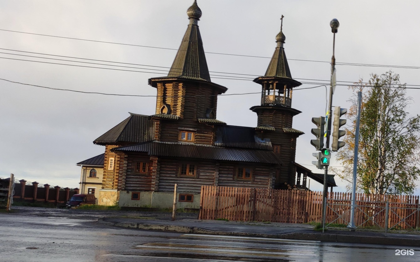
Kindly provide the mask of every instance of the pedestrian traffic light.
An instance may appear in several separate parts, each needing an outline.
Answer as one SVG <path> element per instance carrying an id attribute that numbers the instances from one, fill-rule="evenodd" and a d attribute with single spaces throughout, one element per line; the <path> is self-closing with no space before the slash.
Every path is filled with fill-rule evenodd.
<path id="1" fill-rule="evenodd" d="M 346 131 L 340 130 L 340 128 L 346 124 L 347 120 L 340 119 L 340 117 L 347 113 L 347 109 L 336 107 L 334 110 L 334 121 L 333 130 L 333 143 L 331 147 L 333 151 L 338 151 L 340 148 L 346 144 L 345 142 L 339 141 L 339 139 L 346 134 Z"/>
<path id="2" fill-rule="evenodd" d="M 330 159 L 331 158 L 331 152 L 330 149 L 327 148 L 323 148 L 321 150 L 321 165 L 329 165 Z"/>
<path id="3" fill-rule="evenodd" d="M 317 167 L 317 168 L 319 169 L 323 169 L 324 167 L 321 165 L 321 152 L 317 152 L 316 153 L 312 153 L 312 155 L 317 158 L 318 160 L 316 161 L 312 161 L 312 164 L 315 165 L 315 166 Z"/>
<path id="4" fill-rule="evenodd" d="M 323 116 L 312 118 L 312 123 L 316 125 L 317 128 L 312 128 L 311 133 L 315 135 L 316 139 L 311 140 L 311 144 L 315 147 L 317 150 L 320 150 L 324 147 L 324 126 L 325 125 L 325 118 Z"/>

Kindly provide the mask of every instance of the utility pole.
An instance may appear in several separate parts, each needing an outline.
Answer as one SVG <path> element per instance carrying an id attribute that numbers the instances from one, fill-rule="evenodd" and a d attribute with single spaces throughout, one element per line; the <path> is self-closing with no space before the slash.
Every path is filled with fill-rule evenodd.
<path id="1" fill-rule="evenodd" d="M 357 117 L 356 121 L 356 134 L 354 138 L 354 157 L 353 160 L 353 188 L 352 190 L 352 210 L 350 223 L 347 227 L 354 228 L 354 209 L 356 208 L 356 182 L 357 174 L 357 157 L 359 151 L 359 132 L 360 128 L 360 111 L 362 109 L 362 92 L 357 92 Z M 386 217 L 387 218 L 388 217 Z M 387 224 L 387 225 L 388 224 Z"/>
<path id="2" fill-rule="evenodd" d="M 336 58 L 334 56 L 334 50 L 336 45 L 336 33 L 338 31 L 337 29 L 340 25 L 338 20 L 334 18 L 331 20 L 330 22 L 330 26 L 331 26 L 331 31 L 333 34 L 333 56 L 331 58 L 331 78 L 330 83 L 330 100 L 328 105 L 328 118 L 327 119 L 327 141 L 326 143 L 326 147 L 329 148 L 330 147 L 330 135 L 331 134 L 331 123 L 332 116 L 331 108 L 332 107 L 333 103 L 333 75 L 334 74 L 334 71 L 335 69 Z M 323 191 L 323 201 L 322 201 L 322 232 L 324 231 L 325 227 L 325 217 L 326 212 L 327 203 L 327 194 L 328 194 L 328 188 L 327 186 L 327 177 L 328 174 L 328 166 L 326 166 L 324 170 L 324 190 Z"/>

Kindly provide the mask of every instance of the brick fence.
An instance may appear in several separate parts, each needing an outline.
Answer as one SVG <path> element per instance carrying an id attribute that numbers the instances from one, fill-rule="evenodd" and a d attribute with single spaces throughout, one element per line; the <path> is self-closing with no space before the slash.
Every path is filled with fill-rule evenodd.
<path id="1" fill-rule="evenodd" d="M 61 187 L 56 186 L 50 188 L 50 185 L 45 184 L 44 187 L 38 187 L 37 182 L 32 182 L 32 185 L 26 185 L 26 181 L 22 179 L 19 183 L 15 183 L 15 194 L 13 199 L 25 202 L 42 201 L 50 203 L 64 203 L 73 195 L 79 194 L 79 189 L 75 188 L 71 190 L 66 187 L 64 190 Z"/>

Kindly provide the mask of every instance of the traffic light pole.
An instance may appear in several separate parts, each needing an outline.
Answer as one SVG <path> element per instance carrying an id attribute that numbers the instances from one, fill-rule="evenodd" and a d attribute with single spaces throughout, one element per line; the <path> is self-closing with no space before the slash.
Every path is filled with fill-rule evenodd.
<path id="1" fill-rule="evenodd" d="M 332 118 L 332 108 L 333 103 L 333 74 L 334 73 L 334 69 L 335 68 L 336 58 L 334 57 L 334 49 L 336 45 L 336 32 L 333 33 L 333 56 L 331 58 L 331 78 L 330 81 L 330 100 L 328 103 L 328 119 L 327 120 L 327 141 L 326 143 L 326 147 L 330 148 L 330 136 L 331 134 L 331 118 Z M 327 194 L 328 194 L 328 187 L 327 186 L 327 177 L 328 174 L 328 166 L 325 167 L 324 170 L 324 190 L 323 191 L 323 200 L 322 200 L 322 232 L 324 233 L 325 228 L 325 218 L 326 213 L 326 203 L 327 203 Z"/>

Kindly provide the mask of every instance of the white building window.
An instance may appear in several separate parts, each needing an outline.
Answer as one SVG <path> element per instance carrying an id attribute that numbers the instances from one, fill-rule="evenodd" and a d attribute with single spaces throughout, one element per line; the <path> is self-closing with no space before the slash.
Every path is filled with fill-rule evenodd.
<path id="1" fill-rule="evenodd" d="M 108 164 L 108 170 L 112 170 L 114 169 L 114 157 L 109 158 L 109 163 Z"/>

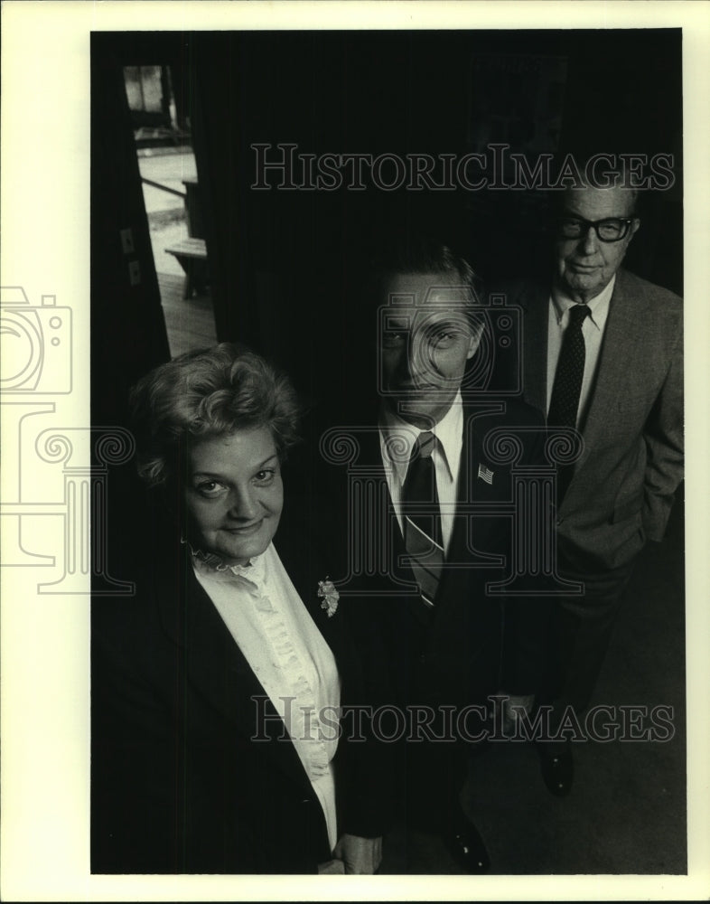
============================================================
Rename "Kindly provide" to "Please supply" wherever it occurs in the lines above, leaving everything else unchanged. Reproduce all the lines except the pictures.

#### RESULT FOR THIS EXERCISE
Please supply the mask of every instance of the pedestrian traffic light.
An instance may appear in several separate parts, each needing an outline.
Answer as one SVG <path> element per instance carrying an id attribute that numbers the instances from one, fill-rule="evenodd" and a d attribute with single spaces throughout, one element per line; the <path> is self-closing with no space before the slash.
Every path is filled with fill-rule evenodd.
<path id="1" fill-rule="evenodd" d="M 346 131 L 340 130 L 340 128 L 346 124 L 347 120 L 340 119 L 340 117 L 347 113 L 347 109 L 336 107 L 334 110 L 334 121 L 333 130 L 333 143 L 331 147 L 333 151 L 338 151 L 340 148 L 346 144 L 345 142 L 339 141 L 339 139 L 346 134 Z"/>
<path id="2" fill-rule="evenodd" d="M 330 159 L 331 158 L 331 152 L 330 149 L 327 148 L 323 148 L 321 150 L 321 165 L 329 165 Z"/>
<path id="3" fill-rule="evenodd" d="M 317 167 L 317 168 L 319 169 L 323 169 L 324 167 L 321 165 L 321 152 L 317 152 L 316 153 L 312 153 L 312 155 L 317 158 L 318 160 L 316 161 L 312 161 L 312 164 L 315 165 L 315 166 Z"/>
<path id="4" fill-rule="evenodd" d="M 323 116 L 312 118 L 312 123 L 316 125 L 317 128 L 312 128 L 311 133 L 315 135 L 316 139 L 311 140 L 311 144 L 315 147 L 317 150 L 320 150 L 324 147 L 324 126 L 325 125 L 325 118 Z"/>

Please supply the mask of every instance of the utility pole.
An instance may appear in several separate parts, each needing an outline.
Answer as one SVG <path> element per instance carrying an id attribute that numbers the instances from one, fill-rule="evenodd" and a d attribute with single spaces throughout, one element per line; the <path> is self-closing with no space before the slash.
Every path is filled with fill-rule evenodd.
<path id="1" fill-rule="evenodd" d="M 357 117 L 356 121 L 356 134 L 354 138 L 354 157 L 353 160 L 353 188 L 352 190 L 352 210 L 350 223 L 347 227 L 354 228 L 354 209 L 356 208 L 356 182 L 357 174 L 357 157 L 359 151 L 359 132 L 360 128 L 360 111 L 362 109 L 362 92 L 357 92 Z M 386 217 L 387 218 L 388 217 Z M 387 224 L 387 225 L 388 224 Z"/>
<path id="2" fill-rule="evenodd" d="M 336 58 L 334 56 L 334 50 L 336 45 L 336 33 L 338 31 L 337 29 L 340 25 L 338 20 L 334 18 L 331 20 L 330 22 L 330 26 L 331 26 L 331 31 L 333 34 L 333 56 L 331 58 L 331 78 L 330 83 L 330 100 L 328 105 L 328 118 L 327 119 L 327 141 L 326 143 L 326 147 L 329 148 L 330 147 L 330 135 L 331 134 L 331 123 L 332 116 L 331 108 L 332 107 L 333 103 L 333 75 L 334 74 L 334 71 L 335 69 Z M 323 191 L 323 201 L 322 201 L 322 232 L 324 231 L 325 227 L 325 217 L 326 212 L 327 203 L 327 194 L 328 194 L 328 188 L 327 186 L 327 177 L 328 174 L 328 166 L 326 166 L 324 170 L 324 190 Z"/>

Please supply the mask of every instance of the brick fence.
An instance may appear in several separate parts, each needing an outline.
Answer as one SVG <path> element per instance carrying an id attribute that numbers the instances from one, fill-rule="evenodd" and a d attribute with single spaces throughout, one element per line; the <path> is self-closing with no space before the slash.
Every path is filled with fill-rule evenodd.
<path id="1" fill-rule="evenodd" d="M 61 187 L 56 186 L 50 188 L 50 185 L 45 184 L 44 187 L 38 187 L 37 182 L 32 182 L 32 185 L 26 185 L 26 181 L 22 179 L 19 183 L 15 183 L 15 194 L 13 199 L 25 202 L 42 201 L 50 203 L 64 203 L 73 195 L 79 194 L 79 189 L 75 188 L 71 190 L 66 187 L 64 190 Z"/>

Please supply the mask of every instance of the traffic light pole.
An instance may appear in several separate parts, each needing an outline.
Answer as one SVG <path> element per instance carrying an id attribute that numbers the instances from one, fill-rule="evenodd" and a d attribute with single spaces throughout, one element per line; the <path> is self-closing with no space before the slash.
Every path is filled with fill-rule evenodd.
<path id="1" fill-rule="evenodd" d="M 332 118 L 332 108 L 333 103 L 333 74 L 334 73 L 334 69 L 335 68 L 336 58 L 334 57 L 334 49 L 336 45 L 336 32 L 333 33 L 333 56 L 331 58 L 331 78 L 330 81 L 330 100 L 328 103 L 328 119 L 327 120 L 327 141 L 326 143 L 326 147 L 330 148 L 330 136 L 331 134 L 331 118 Z M 327 194 L 328 194 L 328 187 L 327 186 L 327 177 L 328 174 L 328 166 L 325 167 L 324 170 L 324 190 L 323 191 L 323 200 L 322 200 L 322 232 L 324 233 L 325 228 L 325 218 L 326 213 L 326 203 L 327 203 Z"/>

Please supply the mask of every instance of the white building window.
An instance may appear in several separate parts, each needing an outline.
Answer as one SVG <path> element per instance carrying an id attribute that numbers the instances from one, fill-rule="evenodd" and a d attribute with single spaces throughout, one element per line; the <path> is self-closing with no space before the slash.
Every path is filled with fill-rule evenodd.
<path id="1" fill-rule="evenodd" d="M 108 164 L 108 170 L 112 170 L 114 169 L 114 157 L 109 158 L 109 163 Z"/>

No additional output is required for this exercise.